§ EXERCISE MATERIALS
····················
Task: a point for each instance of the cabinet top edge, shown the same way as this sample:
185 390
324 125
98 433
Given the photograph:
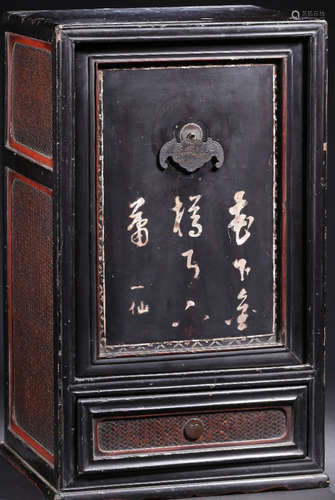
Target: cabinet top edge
····················
§ REQUIREMENT
Present each line of the items above as a Markdown table with the columns Row and Line, numbering the rows and skipping blank lines. Leave the pictures out.

§ SOLUTION
| Row | Line |
|---|---|
| 1 | Task: a point for each instance of the cabinet top edge, shown the same way as this sample: |
| 2 | 185 390 |
| 3 | 324 125 |
| 4 | 98 433 |
| 5 | Given the photograph: |
| 6 | Target: cabinet top edge |